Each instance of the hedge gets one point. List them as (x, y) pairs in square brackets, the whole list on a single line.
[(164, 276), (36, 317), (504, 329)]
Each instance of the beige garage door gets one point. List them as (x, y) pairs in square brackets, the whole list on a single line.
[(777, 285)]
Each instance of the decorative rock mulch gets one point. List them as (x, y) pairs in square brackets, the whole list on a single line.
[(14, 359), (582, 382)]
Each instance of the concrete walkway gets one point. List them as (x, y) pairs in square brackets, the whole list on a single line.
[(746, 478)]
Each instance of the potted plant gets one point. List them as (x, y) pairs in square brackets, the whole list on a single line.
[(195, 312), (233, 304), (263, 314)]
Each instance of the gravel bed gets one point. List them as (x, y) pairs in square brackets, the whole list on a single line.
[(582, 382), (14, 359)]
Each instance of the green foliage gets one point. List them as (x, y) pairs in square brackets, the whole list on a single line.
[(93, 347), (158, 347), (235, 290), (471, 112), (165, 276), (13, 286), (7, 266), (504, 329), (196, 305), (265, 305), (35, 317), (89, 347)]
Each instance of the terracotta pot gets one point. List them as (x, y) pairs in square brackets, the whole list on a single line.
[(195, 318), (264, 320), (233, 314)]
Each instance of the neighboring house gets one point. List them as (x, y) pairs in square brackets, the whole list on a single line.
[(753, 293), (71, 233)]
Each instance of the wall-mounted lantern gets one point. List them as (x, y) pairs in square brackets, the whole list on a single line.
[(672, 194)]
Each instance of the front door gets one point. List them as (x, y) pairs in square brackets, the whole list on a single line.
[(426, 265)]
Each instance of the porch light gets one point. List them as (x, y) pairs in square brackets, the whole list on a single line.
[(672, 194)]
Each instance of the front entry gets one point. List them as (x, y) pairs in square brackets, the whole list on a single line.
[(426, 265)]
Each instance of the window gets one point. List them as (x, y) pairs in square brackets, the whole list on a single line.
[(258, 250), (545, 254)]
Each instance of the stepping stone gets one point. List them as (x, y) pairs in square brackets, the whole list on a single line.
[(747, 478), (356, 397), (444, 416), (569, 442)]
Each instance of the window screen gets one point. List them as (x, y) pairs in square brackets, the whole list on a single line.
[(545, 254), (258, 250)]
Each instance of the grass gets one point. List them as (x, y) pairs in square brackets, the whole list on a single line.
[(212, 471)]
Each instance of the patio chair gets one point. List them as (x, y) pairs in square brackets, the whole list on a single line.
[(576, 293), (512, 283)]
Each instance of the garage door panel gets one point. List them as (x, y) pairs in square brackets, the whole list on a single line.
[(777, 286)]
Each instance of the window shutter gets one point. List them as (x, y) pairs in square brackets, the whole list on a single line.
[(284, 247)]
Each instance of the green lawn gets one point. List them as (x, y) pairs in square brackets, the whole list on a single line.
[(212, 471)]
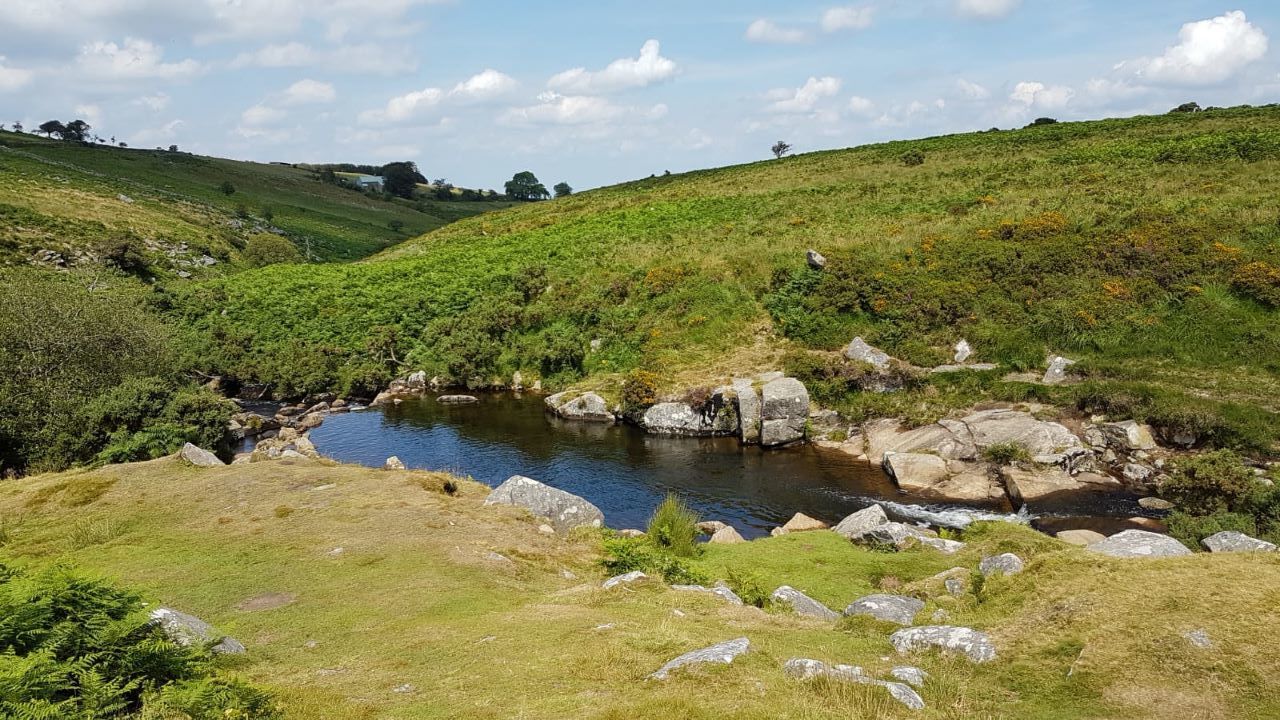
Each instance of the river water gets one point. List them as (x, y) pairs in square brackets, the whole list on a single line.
[(626, 472)]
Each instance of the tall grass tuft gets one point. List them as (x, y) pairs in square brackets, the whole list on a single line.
[(673, 527)]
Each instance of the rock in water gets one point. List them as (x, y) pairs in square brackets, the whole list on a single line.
[(200, 456), (803, 604), (563, 509), (1230, 541), (188, 630), (890, 607), (1006, 564), (859, 351), (1139, 543), (860, 523), (805, 669), (722, 654), (1056, 372), (972, 643)]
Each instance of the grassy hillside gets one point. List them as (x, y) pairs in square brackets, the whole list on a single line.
[(364, 593), (1144, 247), (74, 199)]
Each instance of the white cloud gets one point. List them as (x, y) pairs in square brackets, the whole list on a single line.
[(986, 9), (155, 103), (1207, 53), (853, 17), (260, 115), (767, 31), (309, 92), (860, 105), (13, 78), (805, 98), (565, 110), (1038, 95), (485, 85), (135, 59), (625, 73), (972, 90)]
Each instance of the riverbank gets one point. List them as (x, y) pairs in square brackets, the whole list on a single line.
[(366, 593)]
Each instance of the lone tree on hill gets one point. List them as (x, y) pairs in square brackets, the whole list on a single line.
[(402, 178), (51, 128), (525, 186)]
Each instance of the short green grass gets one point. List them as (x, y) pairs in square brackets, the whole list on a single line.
[(414, 602)]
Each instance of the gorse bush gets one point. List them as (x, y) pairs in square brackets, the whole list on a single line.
[(673, 528), (74, 647)]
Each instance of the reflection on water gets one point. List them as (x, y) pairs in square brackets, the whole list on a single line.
[(618, 468)]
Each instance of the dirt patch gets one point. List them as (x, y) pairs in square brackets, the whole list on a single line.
[(269, 601)]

---+---

The exercise -> Begin with the line containing "Each instance of the riverbank" and repeat each line exactly until the records above end.

Result for this exercise ->
Each instance of the riverbank gets one point. List them as (x, y) pairs in square brackets, the whole list on a single line.
[(366, 593)]
Each instance of the lone tree on hill gets one point. List them as (x, y) pairs in square brackets, the whole list on a single line.
[(402, 178), (51, 128), (525, 186)]
Each instance of the short green grass gets one point. List them as (x, y) pairs in square brackets, the whole list on a single line.
[(414, 602)]
Each instance of the gorse bush gets one point. List them as (x, y) pairs in square brackets, the whole list on a single line.
[(673, 528), (74, 647)]
Each instance of the reflection on water gets one point. List them as (x, y) pairs in square brackets, the whole list on a single line.
[(618, 468)]
Each instance of the dirt patch gets one point. List them as (x, y) pairs in square brackets, the whole list on a single line.
[(269, 601)]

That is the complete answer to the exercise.